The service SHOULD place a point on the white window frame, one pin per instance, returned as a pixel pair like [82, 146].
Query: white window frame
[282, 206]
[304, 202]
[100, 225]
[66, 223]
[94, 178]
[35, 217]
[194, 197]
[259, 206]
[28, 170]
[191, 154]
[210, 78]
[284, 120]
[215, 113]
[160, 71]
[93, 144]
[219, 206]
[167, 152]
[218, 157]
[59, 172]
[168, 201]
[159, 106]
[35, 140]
:::
# [WHAT IS NEEDED]
Reproduce the whole listing without changing anything.

# [OUTPUT OF THE EXERCISE]
The service SHOULD place a point on the white window frame, one pin per instance, returned as a pixel pair like [82, 146].
Query: white window frame
[282, 206]
[304, 202]
[100, 225]
[66, 223]
[94, 178]
[35, 217]
[194, 197]
[259, 206]
[28, 170]
[191, 154]
[210, 78]
[284, 120]
[215, 113]
[160, 71]
[93, 144]
[219, 206]
[167, 152]
[218, 157]
[59, 172]
[168, 201]
[159, 106]
[35, 140]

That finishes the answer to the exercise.